### Saved data entries
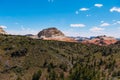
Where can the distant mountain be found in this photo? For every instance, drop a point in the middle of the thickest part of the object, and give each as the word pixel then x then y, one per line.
pixel 54 34
pixel 100 40
pixel 78 38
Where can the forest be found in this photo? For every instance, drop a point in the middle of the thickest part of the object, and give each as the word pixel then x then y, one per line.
pixel 24 58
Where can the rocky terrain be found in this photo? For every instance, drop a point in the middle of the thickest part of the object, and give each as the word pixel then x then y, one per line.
pixel 2 31
pixel 54 34
pixel 101 40
pixel 24 58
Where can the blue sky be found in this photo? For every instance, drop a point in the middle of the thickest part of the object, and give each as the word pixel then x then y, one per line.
pixel 73 17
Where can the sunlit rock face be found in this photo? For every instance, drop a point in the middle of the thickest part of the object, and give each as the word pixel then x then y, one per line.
pixel 54 34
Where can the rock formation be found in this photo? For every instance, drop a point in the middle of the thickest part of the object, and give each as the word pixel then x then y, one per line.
pixel 101 40
pixel 54 34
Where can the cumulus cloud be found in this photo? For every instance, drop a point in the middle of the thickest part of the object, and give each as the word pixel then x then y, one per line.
pixel 2 26
pixel 116 22
pixel 96 29
pixel 104 24
pixel 77 12
pixel 50 0
pixel 102 21
pixel 115 9
pixel 84 9
pixel 77 25
pixel 98 5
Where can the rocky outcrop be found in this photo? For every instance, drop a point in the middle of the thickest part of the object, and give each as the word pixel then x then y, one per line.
pixel 54 34
pixel 101 40
pixel 50 32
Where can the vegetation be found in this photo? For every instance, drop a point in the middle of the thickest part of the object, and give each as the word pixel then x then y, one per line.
pixel 23 58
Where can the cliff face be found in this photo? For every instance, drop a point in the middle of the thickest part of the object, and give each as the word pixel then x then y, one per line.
pixel 50 32
pixel 101 40
pixel 54 34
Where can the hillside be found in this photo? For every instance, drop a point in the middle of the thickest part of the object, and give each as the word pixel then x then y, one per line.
pixel 23 58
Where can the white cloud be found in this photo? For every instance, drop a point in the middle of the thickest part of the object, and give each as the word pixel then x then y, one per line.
pixel 102 21
pixel 77 12
pixel 84 9
pixel 50 0
pixel 88 15
pixel 77 25
pixel 115 9
pixel 104 24
pixel 98 5
pixel 96 29
pixel 3 26
pixel 117 22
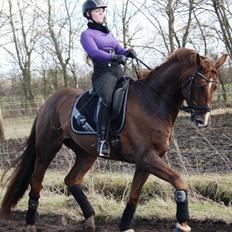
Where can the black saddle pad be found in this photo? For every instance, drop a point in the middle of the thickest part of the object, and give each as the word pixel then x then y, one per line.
pixel 83 118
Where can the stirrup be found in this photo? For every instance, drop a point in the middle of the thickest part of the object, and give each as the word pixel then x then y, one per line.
pixel 101 153
pixel 182 228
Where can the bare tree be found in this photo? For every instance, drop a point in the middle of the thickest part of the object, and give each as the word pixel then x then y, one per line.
pixel 24 35
pixel 222 14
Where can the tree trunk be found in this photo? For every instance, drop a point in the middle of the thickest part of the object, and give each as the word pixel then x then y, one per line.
pixel 2 134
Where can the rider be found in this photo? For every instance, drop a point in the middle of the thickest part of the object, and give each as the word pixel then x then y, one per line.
pixel 107 55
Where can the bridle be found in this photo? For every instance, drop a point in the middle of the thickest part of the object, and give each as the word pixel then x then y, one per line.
pixel 192 108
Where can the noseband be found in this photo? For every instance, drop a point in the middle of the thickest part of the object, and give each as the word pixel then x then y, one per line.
pixel 192 108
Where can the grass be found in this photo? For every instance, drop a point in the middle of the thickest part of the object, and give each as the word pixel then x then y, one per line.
pixel 108 193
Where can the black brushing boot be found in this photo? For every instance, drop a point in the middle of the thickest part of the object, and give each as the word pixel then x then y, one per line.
pixel 103 116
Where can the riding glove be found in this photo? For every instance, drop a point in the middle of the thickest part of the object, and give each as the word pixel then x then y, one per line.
pixel 131 53
pixel 121 59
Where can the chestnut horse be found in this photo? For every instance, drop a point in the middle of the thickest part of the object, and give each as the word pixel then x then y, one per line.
pixel 152 107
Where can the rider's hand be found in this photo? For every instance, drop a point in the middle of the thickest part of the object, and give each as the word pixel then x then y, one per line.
pixel 120 59
pixel 131 53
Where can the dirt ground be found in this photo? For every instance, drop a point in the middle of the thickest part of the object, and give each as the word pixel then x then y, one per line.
pixel 57 223
pixel 199 151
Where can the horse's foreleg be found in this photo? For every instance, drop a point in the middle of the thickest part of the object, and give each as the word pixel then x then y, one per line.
pixel 34 195
pixel 73 180
pixel 45 153
pixel 139 179
pixel 155 165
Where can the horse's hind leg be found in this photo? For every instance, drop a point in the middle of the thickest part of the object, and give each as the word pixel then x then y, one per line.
pixel 45 152
pixel 155 165
pixel 83 163
pixel 139 179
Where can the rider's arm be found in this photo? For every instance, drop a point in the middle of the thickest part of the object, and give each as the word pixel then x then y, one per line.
pixel 91 48
pixel 119 49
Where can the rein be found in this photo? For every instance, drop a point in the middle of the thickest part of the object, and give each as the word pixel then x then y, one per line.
pixel 138 60
pixel 191 107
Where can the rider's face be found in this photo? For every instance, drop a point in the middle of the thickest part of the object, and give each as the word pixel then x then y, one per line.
pixel 98 15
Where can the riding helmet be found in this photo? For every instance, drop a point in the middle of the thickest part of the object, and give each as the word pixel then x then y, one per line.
pixel 91 5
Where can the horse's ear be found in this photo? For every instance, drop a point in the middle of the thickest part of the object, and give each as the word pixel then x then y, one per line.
pixel 221 61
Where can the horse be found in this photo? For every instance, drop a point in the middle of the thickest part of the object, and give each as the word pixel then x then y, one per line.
pixel 153 104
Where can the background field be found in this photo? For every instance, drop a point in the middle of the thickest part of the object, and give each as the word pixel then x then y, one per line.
pixel 203 156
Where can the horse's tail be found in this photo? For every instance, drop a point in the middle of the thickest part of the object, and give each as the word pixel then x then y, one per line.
pixel 20 179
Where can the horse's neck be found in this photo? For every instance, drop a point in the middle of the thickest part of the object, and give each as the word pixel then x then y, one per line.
pixel 160 93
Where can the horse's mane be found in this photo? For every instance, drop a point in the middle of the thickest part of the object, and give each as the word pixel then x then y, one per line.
pixel 182 55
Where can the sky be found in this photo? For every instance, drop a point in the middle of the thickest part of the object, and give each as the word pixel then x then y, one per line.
pixel 7 65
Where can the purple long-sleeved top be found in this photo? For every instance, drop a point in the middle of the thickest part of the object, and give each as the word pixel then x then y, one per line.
pixel 96 43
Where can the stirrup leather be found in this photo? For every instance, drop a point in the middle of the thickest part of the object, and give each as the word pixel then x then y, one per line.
pixel 102 144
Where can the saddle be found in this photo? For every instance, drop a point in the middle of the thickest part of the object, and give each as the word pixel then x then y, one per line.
pixel 83 118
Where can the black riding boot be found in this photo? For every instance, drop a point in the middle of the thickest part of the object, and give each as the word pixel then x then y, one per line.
pixel 103 117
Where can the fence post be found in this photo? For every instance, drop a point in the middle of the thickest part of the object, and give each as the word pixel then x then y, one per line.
pixel 2 134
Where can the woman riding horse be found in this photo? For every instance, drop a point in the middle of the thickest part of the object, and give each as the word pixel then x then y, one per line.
pixel 107 55
pixel 152 107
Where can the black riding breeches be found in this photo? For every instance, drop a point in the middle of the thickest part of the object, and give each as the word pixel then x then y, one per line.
pixel 104 80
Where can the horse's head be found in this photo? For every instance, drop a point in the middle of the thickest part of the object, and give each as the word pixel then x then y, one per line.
pixel 198 89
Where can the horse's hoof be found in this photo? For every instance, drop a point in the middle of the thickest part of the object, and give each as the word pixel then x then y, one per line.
pixel 130 230
pixel 5 213
pixel 89 224
pixel 31 228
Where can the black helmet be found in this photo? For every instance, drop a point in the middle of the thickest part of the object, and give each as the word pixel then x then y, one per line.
pixel 92 4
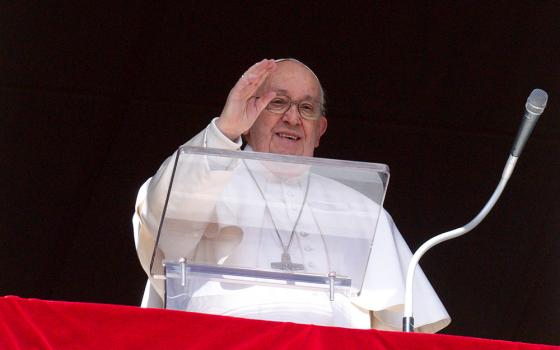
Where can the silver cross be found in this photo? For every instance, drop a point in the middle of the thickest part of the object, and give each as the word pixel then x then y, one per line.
pixel 286 264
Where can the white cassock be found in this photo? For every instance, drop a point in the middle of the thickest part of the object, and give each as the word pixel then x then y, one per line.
pixel 266 229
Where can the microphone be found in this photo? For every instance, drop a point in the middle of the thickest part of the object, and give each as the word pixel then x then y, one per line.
pixel 533 109
pixel 536 102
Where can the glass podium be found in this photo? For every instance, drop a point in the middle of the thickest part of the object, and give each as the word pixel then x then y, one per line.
pixel 243 233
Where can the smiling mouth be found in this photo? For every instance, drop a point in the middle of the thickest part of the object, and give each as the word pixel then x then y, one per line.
pixel 287 136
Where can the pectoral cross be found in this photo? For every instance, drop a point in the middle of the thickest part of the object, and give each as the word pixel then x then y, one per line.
pixel 286 264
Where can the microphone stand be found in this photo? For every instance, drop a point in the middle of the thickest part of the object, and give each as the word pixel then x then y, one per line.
pixel 536 102
pixel 408 319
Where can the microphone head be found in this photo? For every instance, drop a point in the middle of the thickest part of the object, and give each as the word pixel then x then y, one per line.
pixel 536 102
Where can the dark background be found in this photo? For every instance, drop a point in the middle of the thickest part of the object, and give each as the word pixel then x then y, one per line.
pixel 94 96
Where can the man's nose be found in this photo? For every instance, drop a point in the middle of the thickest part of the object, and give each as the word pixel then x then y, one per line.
pixel 292 115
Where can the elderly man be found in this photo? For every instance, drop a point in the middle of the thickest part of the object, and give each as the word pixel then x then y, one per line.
pixel 278 107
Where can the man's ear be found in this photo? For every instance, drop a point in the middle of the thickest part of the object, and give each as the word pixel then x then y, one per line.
pixel 247 136
pixel 321 128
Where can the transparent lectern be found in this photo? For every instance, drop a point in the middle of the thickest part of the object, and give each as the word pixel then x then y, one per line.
pixel 266 236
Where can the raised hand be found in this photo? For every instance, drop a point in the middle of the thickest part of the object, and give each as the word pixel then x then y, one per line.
pixel 242 108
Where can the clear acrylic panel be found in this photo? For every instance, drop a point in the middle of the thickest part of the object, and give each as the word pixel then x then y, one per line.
pixel 243 218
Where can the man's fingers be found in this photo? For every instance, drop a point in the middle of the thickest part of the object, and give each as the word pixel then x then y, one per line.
pixel 254 76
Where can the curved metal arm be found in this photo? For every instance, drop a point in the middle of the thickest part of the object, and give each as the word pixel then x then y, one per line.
pixel 408 320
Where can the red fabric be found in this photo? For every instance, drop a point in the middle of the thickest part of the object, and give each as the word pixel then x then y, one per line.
pixel 38 324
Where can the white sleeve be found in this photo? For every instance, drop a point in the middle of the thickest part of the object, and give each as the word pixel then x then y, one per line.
pixel 384 284
pixel 151 197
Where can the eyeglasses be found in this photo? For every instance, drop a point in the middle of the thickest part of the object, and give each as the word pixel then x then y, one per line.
pixel 307 109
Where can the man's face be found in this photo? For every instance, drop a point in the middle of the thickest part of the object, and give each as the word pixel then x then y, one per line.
pixel 288 133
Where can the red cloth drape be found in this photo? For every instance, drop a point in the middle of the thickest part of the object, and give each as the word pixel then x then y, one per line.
pixel 38 324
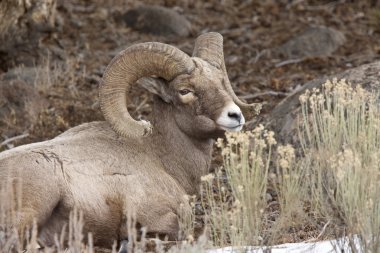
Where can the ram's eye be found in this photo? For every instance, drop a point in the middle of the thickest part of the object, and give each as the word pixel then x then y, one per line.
pixel 184 92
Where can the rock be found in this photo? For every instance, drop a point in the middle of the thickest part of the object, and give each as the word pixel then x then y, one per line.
pixel 157 20
pixel 23 25
pixel 316 41
pixel 20 102
pixel 283 119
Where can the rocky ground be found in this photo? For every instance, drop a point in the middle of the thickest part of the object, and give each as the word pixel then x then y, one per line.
pixel 49 77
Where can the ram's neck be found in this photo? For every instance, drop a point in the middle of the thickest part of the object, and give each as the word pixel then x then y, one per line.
pixel 185 158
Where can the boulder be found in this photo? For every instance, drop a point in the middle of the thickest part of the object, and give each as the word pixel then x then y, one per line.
pixel 157 20
pixel 23 24
pixel 318 41
pixel 20 101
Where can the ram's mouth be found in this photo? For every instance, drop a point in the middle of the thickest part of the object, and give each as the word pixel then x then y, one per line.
pixel 236 128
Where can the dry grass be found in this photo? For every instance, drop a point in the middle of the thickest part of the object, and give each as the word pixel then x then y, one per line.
pixel 330 182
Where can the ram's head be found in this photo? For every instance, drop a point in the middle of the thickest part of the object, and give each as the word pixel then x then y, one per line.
pixel 197 88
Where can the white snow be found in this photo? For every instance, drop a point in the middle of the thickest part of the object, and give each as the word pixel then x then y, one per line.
pixel 340 245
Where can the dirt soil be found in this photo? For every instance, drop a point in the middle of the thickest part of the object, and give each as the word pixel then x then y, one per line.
pixel 88 35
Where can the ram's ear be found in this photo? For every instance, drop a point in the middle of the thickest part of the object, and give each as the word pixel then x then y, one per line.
pixel 156 86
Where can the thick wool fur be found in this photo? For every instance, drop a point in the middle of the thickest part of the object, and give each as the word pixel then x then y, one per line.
pixel 104 175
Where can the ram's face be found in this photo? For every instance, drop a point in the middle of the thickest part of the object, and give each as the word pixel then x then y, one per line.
pixel 201 98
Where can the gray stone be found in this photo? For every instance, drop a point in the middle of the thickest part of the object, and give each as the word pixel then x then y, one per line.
pixel 316 41
pixel 157 20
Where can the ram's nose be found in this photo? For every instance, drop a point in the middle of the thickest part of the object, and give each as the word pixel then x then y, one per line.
pixel 235 115
pixel 231 118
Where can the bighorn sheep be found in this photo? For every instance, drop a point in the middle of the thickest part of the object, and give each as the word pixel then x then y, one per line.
pixel 104 168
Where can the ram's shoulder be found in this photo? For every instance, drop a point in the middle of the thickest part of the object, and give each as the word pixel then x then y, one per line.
pixel 91 130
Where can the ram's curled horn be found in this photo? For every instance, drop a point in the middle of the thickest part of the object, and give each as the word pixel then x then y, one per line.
pixel 135 62
pixel 209 47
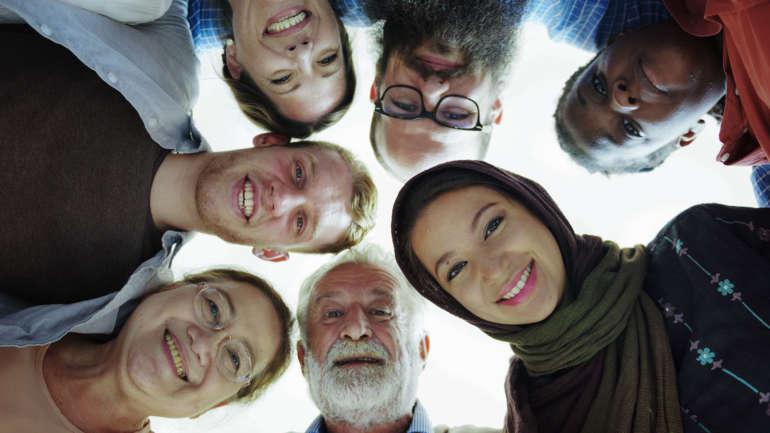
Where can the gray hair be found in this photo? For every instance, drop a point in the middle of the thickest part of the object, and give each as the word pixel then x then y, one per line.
pixel 409 306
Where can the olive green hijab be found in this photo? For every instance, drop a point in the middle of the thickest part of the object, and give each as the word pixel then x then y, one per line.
pixel 601 362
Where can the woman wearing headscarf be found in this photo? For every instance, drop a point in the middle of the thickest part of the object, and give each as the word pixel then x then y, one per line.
pixel 606 339
pixel 208 340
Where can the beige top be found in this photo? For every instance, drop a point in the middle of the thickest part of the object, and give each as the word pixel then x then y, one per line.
pixel 25 403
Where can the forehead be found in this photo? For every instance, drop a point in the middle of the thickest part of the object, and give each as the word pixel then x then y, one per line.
pixel 355 282
pixel 448 219
pixel 411 146
pixel 256 320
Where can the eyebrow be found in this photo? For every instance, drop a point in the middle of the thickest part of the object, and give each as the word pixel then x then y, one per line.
pixel 474 224
pixel 290 90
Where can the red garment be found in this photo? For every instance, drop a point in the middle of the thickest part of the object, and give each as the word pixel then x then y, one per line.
pixel 745 27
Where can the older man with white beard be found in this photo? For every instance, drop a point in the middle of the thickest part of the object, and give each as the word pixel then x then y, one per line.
pixel 363 346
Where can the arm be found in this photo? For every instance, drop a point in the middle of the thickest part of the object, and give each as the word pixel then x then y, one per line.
pixel 125 11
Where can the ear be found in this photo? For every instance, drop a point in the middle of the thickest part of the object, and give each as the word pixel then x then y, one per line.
pixel 231 60
pixel 301 356
pixel 497 111
pixel 373 92
pixel 268 139
pixel 270 255
pixel 692 133
pixel 424 347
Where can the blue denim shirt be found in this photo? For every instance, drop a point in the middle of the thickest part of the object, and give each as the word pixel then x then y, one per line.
pixel 152 65
pixel 23 325
pixel 591 24
pixel 420 422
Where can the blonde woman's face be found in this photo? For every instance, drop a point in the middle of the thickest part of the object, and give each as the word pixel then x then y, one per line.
pixel 293 51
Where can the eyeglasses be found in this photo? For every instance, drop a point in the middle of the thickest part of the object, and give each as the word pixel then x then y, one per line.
pixel 214 311
pixel 453 111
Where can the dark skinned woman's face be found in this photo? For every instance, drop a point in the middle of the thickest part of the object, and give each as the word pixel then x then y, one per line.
pixel 642 92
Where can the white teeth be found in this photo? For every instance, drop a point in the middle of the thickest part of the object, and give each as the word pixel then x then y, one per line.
pixel 286 23
pixel 175 356
pixel 246 199
pixel 519 285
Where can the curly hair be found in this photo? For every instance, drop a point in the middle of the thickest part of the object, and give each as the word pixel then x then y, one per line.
pixel 261 111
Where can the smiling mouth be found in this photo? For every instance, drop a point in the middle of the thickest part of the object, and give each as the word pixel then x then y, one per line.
pixel 517 288
pixel 358 360
pixel 175 355
pixel 246 199
pixel 287 23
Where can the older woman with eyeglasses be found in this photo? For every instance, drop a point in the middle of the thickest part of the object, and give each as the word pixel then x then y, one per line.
pixel 199 343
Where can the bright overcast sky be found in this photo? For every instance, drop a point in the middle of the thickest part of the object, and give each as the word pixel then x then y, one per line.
pixel 463 380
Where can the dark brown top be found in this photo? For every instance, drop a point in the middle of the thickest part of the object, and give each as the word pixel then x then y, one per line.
pixel 76 168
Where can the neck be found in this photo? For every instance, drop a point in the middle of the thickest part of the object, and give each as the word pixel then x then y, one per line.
pixel 398 426
pixel 172 197
pixel 84 385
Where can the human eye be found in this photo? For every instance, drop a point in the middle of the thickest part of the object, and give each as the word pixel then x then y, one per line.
pixel 455 114
pixel 598 84
pixel 299 223
pixel 299 173
pixel 234 358
pixel 406 106
pixel 630 129
pixel 492 225
pixel 381 312
pixel 333 314
pixel 281 80
pixel 455 270
pixel 327 60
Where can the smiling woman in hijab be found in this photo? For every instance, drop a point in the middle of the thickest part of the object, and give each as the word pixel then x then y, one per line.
pixel 606 339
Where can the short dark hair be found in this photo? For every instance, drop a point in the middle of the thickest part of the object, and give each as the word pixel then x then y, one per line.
pixel 260 110
pixel 568 144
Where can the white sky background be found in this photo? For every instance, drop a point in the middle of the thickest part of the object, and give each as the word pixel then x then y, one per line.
pixel 463 380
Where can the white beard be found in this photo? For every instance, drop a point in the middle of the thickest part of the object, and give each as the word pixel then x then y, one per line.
pixel 364 396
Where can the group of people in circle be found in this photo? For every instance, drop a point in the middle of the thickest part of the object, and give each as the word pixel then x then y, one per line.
pixel 105 175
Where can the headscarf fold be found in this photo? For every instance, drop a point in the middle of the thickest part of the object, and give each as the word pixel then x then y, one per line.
pixel 601 362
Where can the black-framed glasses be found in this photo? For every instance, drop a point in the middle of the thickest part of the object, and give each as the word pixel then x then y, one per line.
pixel 453 111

### What to work on
Please copy out the lines from the records between the line containing "Where can the grass" and the line containing "pixel 199 151", inclusive, reproducing each one unchanged.

### Completed exercise
Where can the grass be found in this photo? For every instance, drop a point in the middle of the thickest part of the object, and give each as the word pixel then x then y, one per line.
pixel 108 193
Where can the black brushing boot be found in this photo? For every instance, drop a point in the middle of the thickest part of the object, and give each as the word pixel then x then y, one per line.
pixel 103 116
Where can the riding glove be found in this photo? For every instance, drop a point in the middle of the thickest part of the object, and give each as the word pixel then x then y, one per line.
pixel 131 53
pixel 121 59
Where can the chestnut horse be found in this photo? For every instance, drop a point in the middle of the thickest part of the object, and give each as the word pixel then x then y, one per line.
pixel 152 107
Where can the rider's hand be found in this photo? For every instance, drop a point in the middle of the thickest part of the object, and give each as the word pixel then x then y, one per line.
pixel 120 59
pixel 131 53
Where can the dirt ground be found in this photo? For every instance, drop a point in the middle of the thickest part of the object, and give each as the word pixel then x then y, one per line.
pixel 57 223
pixel 199 151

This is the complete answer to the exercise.